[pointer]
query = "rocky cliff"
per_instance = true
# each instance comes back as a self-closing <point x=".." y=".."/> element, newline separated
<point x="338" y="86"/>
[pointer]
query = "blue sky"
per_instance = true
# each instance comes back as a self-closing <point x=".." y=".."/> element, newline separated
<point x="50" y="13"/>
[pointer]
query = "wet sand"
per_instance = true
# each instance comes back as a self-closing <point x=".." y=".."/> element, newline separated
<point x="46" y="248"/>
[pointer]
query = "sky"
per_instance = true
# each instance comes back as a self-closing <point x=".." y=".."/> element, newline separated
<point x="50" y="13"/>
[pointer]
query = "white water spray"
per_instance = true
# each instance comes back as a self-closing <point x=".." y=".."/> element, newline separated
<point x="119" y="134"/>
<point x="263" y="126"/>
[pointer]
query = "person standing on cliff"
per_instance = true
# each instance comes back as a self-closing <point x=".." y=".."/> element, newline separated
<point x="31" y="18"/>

_ _ _

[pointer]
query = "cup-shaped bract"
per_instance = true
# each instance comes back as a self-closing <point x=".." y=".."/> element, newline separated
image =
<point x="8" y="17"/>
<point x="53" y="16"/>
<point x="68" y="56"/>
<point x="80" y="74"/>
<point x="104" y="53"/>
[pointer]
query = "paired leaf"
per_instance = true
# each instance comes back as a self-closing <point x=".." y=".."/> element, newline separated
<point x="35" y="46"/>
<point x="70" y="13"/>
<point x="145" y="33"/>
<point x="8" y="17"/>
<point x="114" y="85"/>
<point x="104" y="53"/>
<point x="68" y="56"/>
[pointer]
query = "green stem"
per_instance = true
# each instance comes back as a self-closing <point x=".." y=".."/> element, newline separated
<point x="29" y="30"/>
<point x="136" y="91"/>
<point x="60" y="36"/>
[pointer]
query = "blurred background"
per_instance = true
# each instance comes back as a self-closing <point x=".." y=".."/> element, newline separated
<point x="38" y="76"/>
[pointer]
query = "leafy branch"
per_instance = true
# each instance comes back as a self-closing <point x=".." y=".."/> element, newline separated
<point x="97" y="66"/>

_ _ _

#### [Brief]
Find the string "cliff" in the lines above and count those lines. Give only that count.

#### [Answer to the problem]
2